- **REQUIREMENT**
Repeat the entries below in full, with every character unchanged.

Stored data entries
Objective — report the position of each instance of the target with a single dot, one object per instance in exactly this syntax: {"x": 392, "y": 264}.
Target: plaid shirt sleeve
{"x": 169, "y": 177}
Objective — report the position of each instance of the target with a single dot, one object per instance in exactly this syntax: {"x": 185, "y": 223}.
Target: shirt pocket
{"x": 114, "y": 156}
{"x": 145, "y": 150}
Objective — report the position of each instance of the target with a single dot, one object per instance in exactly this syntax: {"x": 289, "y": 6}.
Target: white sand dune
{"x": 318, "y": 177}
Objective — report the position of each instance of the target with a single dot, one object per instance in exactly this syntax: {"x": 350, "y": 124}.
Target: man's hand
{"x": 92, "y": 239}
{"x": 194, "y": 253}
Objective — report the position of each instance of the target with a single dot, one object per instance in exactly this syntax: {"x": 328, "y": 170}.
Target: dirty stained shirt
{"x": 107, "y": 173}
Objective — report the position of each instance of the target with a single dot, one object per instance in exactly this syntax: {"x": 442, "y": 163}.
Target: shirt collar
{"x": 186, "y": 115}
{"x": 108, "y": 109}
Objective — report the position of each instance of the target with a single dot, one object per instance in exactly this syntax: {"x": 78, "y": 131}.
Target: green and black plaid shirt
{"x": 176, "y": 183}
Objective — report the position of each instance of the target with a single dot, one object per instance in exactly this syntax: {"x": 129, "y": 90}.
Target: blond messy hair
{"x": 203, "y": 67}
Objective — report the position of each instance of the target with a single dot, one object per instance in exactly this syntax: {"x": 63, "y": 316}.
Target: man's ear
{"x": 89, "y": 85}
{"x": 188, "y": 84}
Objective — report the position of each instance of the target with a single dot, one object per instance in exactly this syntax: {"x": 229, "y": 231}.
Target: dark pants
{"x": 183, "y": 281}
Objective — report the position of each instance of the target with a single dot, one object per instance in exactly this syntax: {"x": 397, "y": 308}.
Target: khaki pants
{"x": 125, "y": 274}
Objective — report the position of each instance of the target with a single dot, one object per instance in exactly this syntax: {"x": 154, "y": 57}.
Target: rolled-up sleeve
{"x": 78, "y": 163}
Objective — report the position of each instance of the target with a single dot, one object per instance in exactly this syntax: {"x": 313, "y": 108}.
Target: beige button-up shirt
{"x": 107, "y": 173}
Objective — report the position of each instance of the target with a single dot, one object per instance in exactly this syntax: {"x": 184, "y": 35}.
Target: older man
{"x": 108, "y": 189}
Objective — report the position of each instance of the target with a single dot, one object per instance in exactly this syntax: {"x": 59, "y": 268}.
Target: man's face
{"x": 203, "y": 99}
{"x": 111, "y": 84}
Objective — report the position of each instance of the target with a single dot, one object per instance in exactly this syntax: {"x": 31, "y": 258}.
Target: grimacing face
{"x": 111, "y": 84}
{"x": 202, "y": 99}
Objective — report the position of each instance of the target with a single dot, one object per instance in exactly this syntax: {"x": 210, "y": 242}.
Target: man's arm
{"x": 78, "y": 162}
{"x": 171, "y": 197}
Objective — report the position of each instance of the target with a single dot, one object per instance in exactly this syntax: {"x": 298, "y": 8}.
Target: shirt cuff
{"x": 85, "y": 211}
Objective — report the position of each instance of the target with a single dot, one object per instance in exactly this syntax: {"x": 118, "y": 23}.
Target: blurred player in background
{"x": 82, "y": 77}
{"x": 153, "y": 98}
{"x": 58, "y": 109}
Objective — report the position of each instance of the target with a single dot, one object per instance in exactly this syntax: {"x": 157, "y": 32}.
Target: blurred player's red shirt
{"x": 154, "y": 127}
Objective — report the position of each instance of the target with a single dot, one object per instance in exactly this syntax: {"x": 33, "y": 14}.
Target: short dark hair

- **RESULT OF THE TASK**
Objective — report the position of each instance of the target with a single dot, one object per instance in exactly this syntax: {"x": 392, "y": 264}.
Target: plaid shirt sleeve
{"x": 169, "y": 177}
Objective — report the position of each instance of the target with a single dot, one object per instance in exactly this syntax: {"x": 185, "y": 223}.
Target: shirt pocket
{"x": 114, "y": 156}
{"x": 145, "y": 150}
Objective — report the position of each instance of the target with a single dot, one object per instance in exactly this syntax: {"x": 289, "y": 6}.
Target: white sand dune
{"x": 318, "y": 177}
Objective — report the position of each instance of the target with a single dot, one object per instance in exactly this syntax: {"x": 350, "y": 124}.
Target: man's hand
{"x": 92, "y": 239}
{"x": 194, "y": 253}
Objective — report the position of each instance of the target with a single dot, one object per instance in exactly this syntax: {"x": 328, "y": 170}.
Target: dirty stained shirt
{"x": 107, "y": 173}
Objective — report the position of each instance of the target with a single dot, one object per instance in exactly this syntax: {"x": 442, "y": 163}.
Target: shirt collar
{"x": 186, "y": 115}
{"x": 108, "y": 109}
Objective — report the position of each instance of the target with a single dot, one object per instance in exactly this syntax: {"x": 78, "y": 131}.
Target: green and black plaid shirt
{"x": 176, "y": 183}
Objective — report the position of each instance of the target with a single dot, one object per instance in exactly this syntax: {"x": 129, "y": 90}.
Target: blond messy hair
{"x": 203, "y": 67}
Objective — report the position of each instance of the target with a single dot, one object per instance in exactly this syntax: {"x": 63, "y": 316}.
Target: man's ear
{"x": 89, "y": 85}
{"x": 188, "y": 84}
Objective — report the position of each instance of the target with a single dot, one object per instance in exactly this syntax: {"x": 229, "y": 231}.
Target: dark pants
{"x": 183, "y": 281}
Objective — report the position of each instance of the target with a single dot, one object per instance in exactly this syntax: {"x": 397, "y": 308}.
Target: khaki pants
{"x": 125, "y": 274}
Objective — report the position of each instance of the target with a single dot, one object per instance in exactly this syntax: {"x": 154, "y": 57}.
Target: rolled-up sleeve
{"x": 78, "y": 163}
Objective — report the position of each instance of the target with a single dot, one object per instance in exactly this syntax: {"x": 313, "y": 108}.
Target: beige button-up shirt
{"x": 107, "y": 173}
Objective — report the position of each instance of the target with a single dot, one object per instance in exactly this syntax: {"x": 184, "y": 35}.
Target: older man
{"x": 108, "y": 189}
Objective — report the position of each instance of the target with a single dot, one object per instance in exactly this syntax: {"x": 59, "y": 268}.
Target: man's face
{"x": 203, "y": 99}
{"x": 111, "y": 84}
Objective — report the position of each instance of the target with a single dot, one object per instance in exactly this syntax: {"x": 31, "y": 258}.
Target: grimacing face
{"x": 111, "y": 84}
{"x": 202, "y": 99}
Objective — report the position of each instance of the target with a single dot, one object per instance in exactly this syntax: {"x": 210, "y": 242}.
Target: man's arm
{"x": 78, "y": 162}
{"x": 171, "y": 197}
Objective — report the position of each instance of the target with a single dot, one object per instance in exactly this syntax: {"x": 298, "y": 8}.
Target: shirt cuff
{"x": 85, "y": 211}
Objective — report the position of each instance of the target with a single dot, one object per instance in exactly this syntax: {"x": 118, "y": 23}.
Target: blurred player in background
{"x": 82, "y": 77}
{"x": 153, "y": 98}
{"x": 58, "y": 109}
Objective — report the position of each instance of the target with a single dot, one object per instance in exactly this syntax: {"x": 157, "y": 32}.
Target: blurred player's red shirt
{"x": 154, "y": 127}
Objective — report the position of each instance of the target with a single dot, one object per instance in exactly this syntax: {"x": 33, "y": 14}.
Target: short dark hair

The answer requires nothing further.